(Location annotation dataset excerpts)
◇ ◇ ◇ ◇ ◇ ◇ ◇

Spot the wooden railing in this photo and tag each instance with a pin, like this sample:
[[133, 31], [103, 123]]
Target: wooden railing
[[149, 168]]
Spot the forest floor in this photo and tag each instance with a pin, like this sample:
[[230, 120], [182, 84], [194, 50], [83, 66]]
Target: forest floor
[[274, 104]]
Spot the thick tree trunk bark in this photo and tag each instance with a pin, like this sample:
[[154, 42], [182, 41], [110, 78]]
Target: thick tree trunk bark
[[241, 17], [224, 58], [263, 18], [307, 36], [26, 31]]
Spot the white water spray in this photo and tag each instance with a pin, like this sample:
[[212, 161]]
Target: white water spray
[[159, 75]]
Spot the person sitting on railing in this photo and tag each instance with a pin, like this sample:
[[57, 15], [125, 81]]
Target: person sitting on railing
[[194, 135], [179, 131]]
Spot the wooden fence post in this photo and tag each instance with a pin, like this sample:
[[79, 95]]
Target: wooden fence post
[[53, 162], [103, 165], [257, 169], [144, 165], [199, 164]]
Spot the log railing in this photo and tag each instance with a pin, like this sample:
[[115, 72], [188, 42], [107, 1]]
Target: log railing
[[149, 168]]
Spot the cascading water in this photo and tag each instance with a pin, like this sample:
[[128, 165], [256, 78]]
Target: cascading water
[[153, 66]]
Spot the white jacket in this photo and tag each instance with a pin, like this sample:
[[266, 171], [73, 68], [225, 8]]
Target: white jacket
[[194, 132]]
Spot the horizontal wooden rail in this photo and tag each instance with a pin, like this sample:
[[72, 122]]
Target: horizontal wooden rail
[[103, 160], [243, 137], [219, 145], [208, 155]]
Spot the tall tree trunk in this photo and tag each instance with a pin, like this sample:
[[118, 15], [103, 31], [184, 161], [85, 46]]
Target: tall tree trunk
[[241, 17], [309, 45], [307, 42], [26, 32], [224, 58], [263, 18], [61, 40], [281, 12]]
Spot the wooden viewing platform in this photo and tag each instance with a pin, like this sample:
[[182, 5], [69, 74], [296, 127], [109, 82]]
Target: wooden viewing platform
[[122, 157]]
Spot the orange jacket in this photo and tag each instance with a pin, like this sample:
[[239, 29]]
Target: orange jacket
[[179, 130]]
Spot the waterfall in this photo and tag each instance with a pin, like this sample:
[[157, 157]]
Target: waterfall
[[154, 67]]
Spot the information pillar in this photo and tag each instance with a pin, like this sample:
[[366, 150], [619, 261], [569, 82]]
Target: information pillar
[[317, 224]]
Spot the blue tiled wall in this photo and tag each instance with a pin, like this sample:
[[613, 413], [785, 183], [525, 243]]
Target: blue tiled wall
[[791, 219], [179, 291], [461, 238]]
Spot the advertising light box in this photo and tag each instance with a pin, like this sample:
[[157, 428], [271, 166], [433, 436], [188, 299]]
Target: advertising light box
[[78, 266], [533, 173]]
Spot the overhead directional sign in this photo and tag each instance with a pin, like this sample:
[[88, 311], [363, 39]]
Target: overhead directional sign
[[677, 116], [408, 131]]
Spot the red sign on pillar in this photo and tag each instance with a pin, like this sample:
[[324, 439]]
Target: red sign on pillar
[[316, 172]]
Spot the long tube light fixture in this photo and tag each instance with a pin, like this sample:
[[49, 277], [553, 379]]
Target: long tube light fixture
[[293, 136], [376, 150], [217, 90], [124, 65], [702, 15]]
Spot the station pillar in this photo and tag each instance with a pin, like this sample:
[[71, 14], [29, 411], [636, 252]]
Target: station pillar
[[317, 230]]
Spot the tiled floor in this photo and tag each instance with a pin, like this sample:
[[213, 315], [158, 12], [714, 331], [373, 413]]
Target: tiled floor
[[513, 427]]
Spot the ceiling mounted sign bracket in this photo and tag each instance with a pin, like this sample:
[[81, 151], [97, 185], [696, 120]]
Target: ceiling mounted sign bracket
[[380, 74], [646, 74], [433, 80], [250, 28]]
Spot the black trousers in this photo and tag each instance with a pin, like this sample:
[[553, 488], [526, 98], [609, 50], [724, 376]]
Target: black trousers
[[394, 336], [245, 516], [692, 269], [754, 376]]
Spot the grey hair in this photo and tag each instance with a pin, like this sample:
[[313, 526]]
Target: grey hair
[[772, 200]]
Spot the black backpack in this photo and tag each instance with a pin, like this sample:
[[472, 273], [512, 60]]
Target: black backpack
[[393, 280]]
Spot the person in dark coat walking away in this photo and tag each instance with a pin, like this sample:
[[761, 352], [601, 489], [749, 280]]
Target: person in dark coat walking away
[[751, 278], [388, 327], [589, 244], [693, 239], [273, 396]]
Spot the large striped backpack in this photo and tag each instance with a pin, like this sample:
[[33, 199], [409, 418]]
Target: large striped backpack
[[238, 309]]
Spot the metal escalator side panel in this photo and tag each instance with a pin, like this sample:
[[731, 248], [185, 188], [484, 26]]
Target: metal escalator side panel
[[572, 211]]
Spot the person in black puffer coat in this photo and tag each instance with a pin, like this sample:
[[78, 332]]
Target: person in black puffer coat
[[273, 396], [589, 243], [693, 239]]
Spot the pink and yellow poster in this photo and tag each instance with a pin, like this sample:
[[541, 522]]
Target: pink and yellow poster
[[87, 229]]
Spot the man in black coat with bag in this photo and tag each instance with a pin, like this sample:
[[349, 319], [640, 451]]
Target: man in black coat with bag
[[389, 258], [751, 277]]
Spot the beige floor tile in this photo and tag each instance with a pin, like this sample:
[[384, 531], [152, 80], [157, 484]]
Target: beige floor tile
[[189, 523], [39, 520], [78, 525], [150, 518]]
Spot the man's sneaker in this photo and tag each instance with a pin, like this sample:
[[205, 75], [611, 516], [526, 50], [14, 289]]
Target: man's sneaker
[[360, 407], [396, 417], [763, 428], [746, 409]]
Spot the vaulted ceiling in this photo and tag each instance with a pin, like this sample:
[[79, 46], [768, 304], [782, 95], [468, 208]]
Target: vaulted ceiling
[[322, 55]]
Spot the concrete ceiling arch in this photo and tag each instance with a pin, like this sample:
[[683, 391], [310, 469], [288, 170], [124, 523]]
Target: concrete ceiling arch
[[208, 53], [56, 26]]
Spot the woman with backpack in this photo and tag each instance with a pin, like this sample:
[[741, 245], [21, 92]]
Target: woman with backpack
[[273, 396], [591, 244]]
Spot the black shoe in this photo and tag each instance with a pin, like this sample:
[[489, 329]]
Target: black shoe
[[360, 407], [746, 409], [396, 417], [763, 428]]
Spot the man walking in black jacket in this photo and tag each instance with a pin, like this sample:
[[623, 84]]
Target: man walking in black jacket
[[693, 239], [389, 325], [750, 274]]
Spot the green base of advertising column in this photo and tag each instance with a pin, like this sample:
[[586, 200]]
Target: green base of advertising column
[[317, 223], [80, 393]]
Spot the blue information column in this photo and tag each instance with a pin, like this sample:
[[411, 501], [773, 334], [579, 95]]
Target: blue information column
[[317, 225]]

◇ ◇ ◇ ◇ ◇ ◇ ◇

Could you print every row above, unchanged and character for character?

Solved problem:
Spot the wooden railing in this photo and tag each instance with a pin, like this sample:
[[133, 31], [103, 123]]
Target: wooden railing
[[149, 168]]
Spot the forest floor in this photo and tag each instance with a pin, like this sample:
[[230, 120], [182, 84], [194, 50], [83, 66]]
Target: forest floor
[[274, 104]]
Spot the thick tree trunk bark in this photo and tag each instance with a pin, like this sample:
[[154, 42], [182, 41], [110, 78]]
Target: thick tree trunk bark
[[241, 17], [224, 58], [263, 18], [307, 36], [26, 31]]
Spot the white water spray in this photo and tag each instance with a pin, like this sample:
[[212, 161]]
Target: white water spray
[[159, 75]]
Spot the person sitting on railing in this photo and tag each instance with a pin, like this sample:
[[57, 15], [125, 81]]
Target: person sitting on railing
[[194, 135], [179, 131]]
Spot the wooden fence post in this photo and tag each instance with a pin, like this sample:
[[79, 95]]
Target: wooden fence post
[[53, 162], [103, 165], [257, 169], [144, 165], [199, 164]]
Spot the log railing in this photo and tag each instance with a pin, like this sample:
[[115, 72], [188, 42], [107, 1]]
Target: log railing
[[149, 168]]
Spot the cascading water in this photo and tag each instance with a pin, like this sample:
[[128, 165], [256, 78]]
Target: cascading water
[[153, 66]]
Spot the white jacket in this photo and tag each instance with a pin, like this sample:
[[266, 171], [73, 68], [225, 8]]
Target: white jacket
[[194, 132]]
Spot the horizontal wooden rail in this photo and tag each instance with a pin, like this sample:
[[72, 122]]
Target: horizontal wooden rail
[[103, 160], [243, 137], [219, 145], [208, 155]]
Spot the tall tree trunk in this photo and tag each instance with a pin, like this sample:
[[118, 15], [103, 31], [184, 161], [85, 46]]
Target: tall tree trunk
[[241, 17], [309, 45], [307, 42], [26, 32], [224, 58], [263, 18], [61, 40], [281, 12]]
Spot the wooden viewing platform in this photo and tag each instance with a pin, like this sample:
[[182, 5], [69, 74], [296, 127], [109, 82]]
Target: wooden viewing platform
[[122, 157]]
Spot the orange jacket in this photo and tag each instance with a pin, like this sample:
[[239, 29]]
Target: orange jacket
[[179, 130]]
Spot the waterfall in this photo and tag each instance with a pin, like this sample:
[[157, 157]]
Target: waterfall
[[154, 67]]
Spot the information pillar in this photo and tag each instance with a pin, like this sample:
[[366, 150], [619, 261], [569, 82]]
Target: information pillar
[[317, 224]]
Spot the blue tiled wall in this photo and tag each instance with a pin, like this sample:
[[613, 413], [785, 183], [525, 243]]
Target: blue tiled wall
[[791, 219], [179, 291], [461, 238]]
Spot the advertising light box in this photo and tag each instance with a pin, like this sample:
[[157, 428], [271, 166], [433, 436], [188, 299]]
Target: advertising light box
[[78, 266], [533, 173]]
Spot the overhead directional sign in this photo and tag each instance with a pin, like this sample:
[[88, 311], [363, 39]]
Target: overhead directional sign
[[677, 116], [408, 131]]
Spot the red sign on pillar in this photo and tag each instance with a pin, like this sample:
[[324, 439]]
Target: red sign on pillar
[[316, 172]]
Spot the long tube light fixture in this photo and tag each instance with a pin, like this sample:
[[49, 277], [553, 379]]
Target: long tube light fixture
[[293, 136], [376, 150], [217, 90], [124, 65], [702, 15]]
Spot the station pillar in this photo and tag each instance with a pin, like this sample:
[[71, 14], [29, 411], [636, 252]]
Target: station pillar
[[317, 230]]
Spot the tiled floor in this photo and tag each instance with a pin, like this sample:
[[213, 315], [158, 12], [714, 331], [373, 413]]
Target: tiled floor
[[513, 427]]
Spot the ceiling mounted sign bracket in this photo and tag each instance with a pin, like this sample:
[[81, 151], [97, 185], [696, 120]]
Target: ceiling mounted sign bracket
[[380, 74], [646, 74], [433, 80], [250, 28]]
Spot the black trousers in this photo and tag each instance with a pin, like this sample:
[[553, 488], [526, 98], [609, 50], [724, 376]]
Target: black trousers
[[394, 336], [245, 516], [692, 269], [754, 376]]
Spot the grey hair in this photo and tag each instance with a pin, like this sample:
[[313, 526]]
Target: grey hair
[[772, 200]]
Spot the black backpack in this photo and tag each instance with a pin, like this sample:
[[472, 273], [512, 60]]
Target: black backpack
[[393, 280]]
Spot the person in dark coat walking away in this photo and tag each instance with a pin, like this sample:
[[761, 352], [601, 489], [749, 280]]
Target: person in dark coat walking away
[[751, 278], [388, 327], [589, 244], [693, 239], [273, 396]]
Spot the large striped backpack in this photo and tag each instance with a pin, like this sample:
[[33, 199], [409, 418]]
Target: large striped backpack
[[238, 309]]
Spot the metal escalator side panel in this photo and tag each instance with a pin, like this sample:
[[731, 248], [185, 188], [484, 26]]
Target: metal escalator side panel
[[572, 211]]
Spot the person in black puffer coat in this photo and tag each instance with a pin, like this sample:
[[78, 332]]
Target: person in black puffer coat
[[273, 396], [589, 243], [693, 239]]
Spot the pink and yellow poster in this photo and tag each instance with a pin, like this sample:
[[541, 522]]
Target: pink and yellow poster
[[87, 229]]
Spot the man in black coat with bag in this photo and tag each instance with a pin, like this sample:
[[349, 319], [640, 451]]
Target: man in black coat with bag
[[389, 258], [751, 277]]
Spot the beige floor tile in this photo and tag each instance with a pin, like this sample:
[[384, 531], [152, 80], [157, 484]]
Target: beige floor tile
[[189, 523], [39, 520], [78, 525], [150, 518]]
Spot the man's sneaker in this photo and tag each instance with a pin, like this sample:
[[205, 75], [611, 516], [526, 50], [14, 289]]
Target: man's sneaker
[[360, 407], [396, 417], [763, 428], [746, 409]]
Spot the vaulted ceiling in this photo and tag each instance with a pin, like this sample:
[[79, 46], [768, 304], [782, 95], [468, 208]]
Target: vaulted ceiling
[[322, 55]]
Spot the concrete ceiling arch in this photo and tag each instance with a pin, like this sample:
[[683, 391], [310, 469], [288, 170], [124, 523]]
Target: concrete ceiling arch
[[208, 53], [56, 26]]
Spot the woman with backpack in this photo and tag each instance with a pin, like this sample:
[[741, 245], [21, 92]]
Target: woman with backpack
[[273, 396], [591, 244]]
Spot the black shoe in this photo and tag each instance with a pin, like this sample:
[[489, 329]]
Target: black shoe
[[360, 407], [746, 409], [396, 417], [763, 428]]
Spot the man walking in black jacket in this photo and tag each instance with a pin, like this sample:
[[623, 84]]
Target: man walking in black jacket
[[693, 239], [389, 325], [750, 274]]
Spot the green base of advertising column in this photo and tag each instance with a pin, like this sample:
[[586, 200]]
Target: green base of advertising column
[[317, 223], [80, 393]]
Spot the blue information column in this photo and tag each instance with a pin, like this sample:
[[411, 501], [773, 334], [579, 95]]
Target: blue information column
[[317, 225]]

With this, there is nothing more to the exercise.